** Start of Excerpt **

It would be nice that an Aviation Magazine like Flying stop copying the general media with scary title like "near-disaster". It looks like the crew reacted as they were trained to. If Bethany Whitfield is a pilot, she should know that flying without any speed indication (flight 447) is very different that just having an autopilot disconnect!

donny swain's picture

MGR.

I AM A EX FLIGHT CONTROL ENGINEER , THIS PROBLEM JUST OCCURED I BELIEVE IT IS TIED TO THE ------PITOT STATIC HEATERS NOT FUNCTIONING IN THE AIRCRAFT COMPUTER------FLIGHT DATA--------------

THIS IS A GROUNDING OF AIRCRAFT UNTIL------RECTIFIED------------

DONNY SWAIN

balt's picture

There is nothing similar in those two incidents apart from the fact that the airplane did exactly what the (auto)pilots asked of it. No grounding necessary...

In the first instance, AF447, the airplane performed a very stable 10kfpm descent while being held in a stall and (massively) excessive AOA by the pilots.

In the second instance, the Caracas flight mentioned above, the airplane flew into an overspeed situation due to changing winds aloft. The overspeed protection system initiated a climb to bleed off excessive speed. That's completely correct and safe behaviour. The crew took over and brought the airplane back down to the cruising level. What's wrong with that?

The first instance highlights a serious training problem inside AF, the second highlights that there was a sustained wind gust on the noise of that flight and all protection systems worked. No more, no less.

** End of Excerpt **
** Start of Given records **

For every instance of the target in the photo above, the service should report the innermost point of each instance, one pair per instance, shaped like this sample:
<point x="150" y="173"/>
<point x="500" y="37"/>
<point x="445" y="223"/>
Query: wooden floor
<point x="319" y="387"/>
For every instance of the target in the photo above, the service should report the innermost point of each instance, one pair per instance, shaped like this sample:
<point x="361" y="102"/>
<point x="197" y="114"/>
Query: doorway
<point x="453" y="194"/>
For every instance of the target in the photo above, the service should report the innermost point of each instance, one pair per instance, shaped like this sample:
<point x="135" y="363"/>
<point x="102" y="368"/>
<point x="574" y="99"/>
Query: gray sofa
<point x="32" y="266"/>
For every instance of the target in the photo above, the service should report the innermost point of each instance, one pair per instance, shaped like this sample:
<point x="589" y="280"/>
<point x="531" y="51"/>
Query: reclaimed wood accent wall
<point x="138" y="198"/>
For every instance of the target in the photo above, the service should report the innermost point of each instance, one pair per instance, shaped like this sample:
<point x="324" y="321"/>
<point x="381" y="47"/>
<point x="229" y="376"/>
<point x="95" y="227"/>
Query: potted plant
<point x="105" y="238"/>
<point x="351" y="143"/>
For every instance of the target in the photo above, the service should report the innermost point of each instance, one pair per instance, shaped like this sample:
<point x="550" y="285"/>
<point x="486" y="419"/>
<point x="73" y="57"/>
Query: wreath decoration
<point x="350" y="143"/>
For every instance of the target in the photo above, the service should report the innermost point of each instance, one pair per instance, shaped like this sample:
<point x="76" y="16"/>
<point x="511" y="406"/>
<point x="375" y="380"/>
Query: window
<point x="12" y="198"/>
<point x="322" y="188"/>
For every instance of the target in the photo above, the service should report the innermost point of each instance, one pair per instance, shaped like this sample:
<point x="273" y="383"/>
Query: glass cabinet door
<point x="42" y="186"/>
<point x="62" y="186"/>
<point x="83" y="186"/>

** End of Given records **

→ Work to do:
1. Copy the aviation comments word for word from "I AM A EX FLIGHT" to "No grounding necessary...".
2. According to the aviation comments, what caused the Caracas flight to fly into an overspeed situation?
3. Carry the aviation comments forward from the point where they end.

→ Set of answers:
1.
I AM A EX FLIGHT CONTROL ENGINEER , THIS PROBLEM JUST OCCURED I BELIEVE IT IS TIED TO THE ------PITOT STATIC HEATERS NOT FUNCTIONING IN THE AIRCRAFT COMPUTER------FLIGHT DATA--------------

THIS IS A GROUNDING OF AIRCRAFT UNTIL------RECTIFIED------------

DONNY SWAIN

balt's picture

There is nothing similar in those two incidents apart from the fact that the airplane did exactly what the (auto)pilots asked of it. No grounding necessary...

2. Changing winds aloft.

3.
Cheers

- Balt

airsteve172's picture

The only similarities between flight 447 and this incident are Air France, Airbus and the fact that they were enroute somewhere between Europe and South America.

According to what I've read here about the most recent incident, everything worked as it should have, while AF447 sustained pitot-static instrument failure followed by pilot failure that I believe was a result of the crew being stupified by the fly-by-wire system. If the PIC had bothered to do something as simple and basic as check the attitude indicator, level the aircraft and put the thrust settings somewhere in the cruise range, the outcome of this event might have been dramatically different.

SocalFlyer's picture

Oh, come on guys & gals, give the media sensationalists a break. They have to make a living too, and if they couldn't hype things up they'd be in the welfare line with everyone else!

Brian McCulloch's picture

Incident took place in July, it is now September, why the wait? If all is well why not announce the fact straight afterwards and give the pilots a bonus?
Instead it has to be dissected and analyzed in secret until someone leaks it to a reporter back from holiday.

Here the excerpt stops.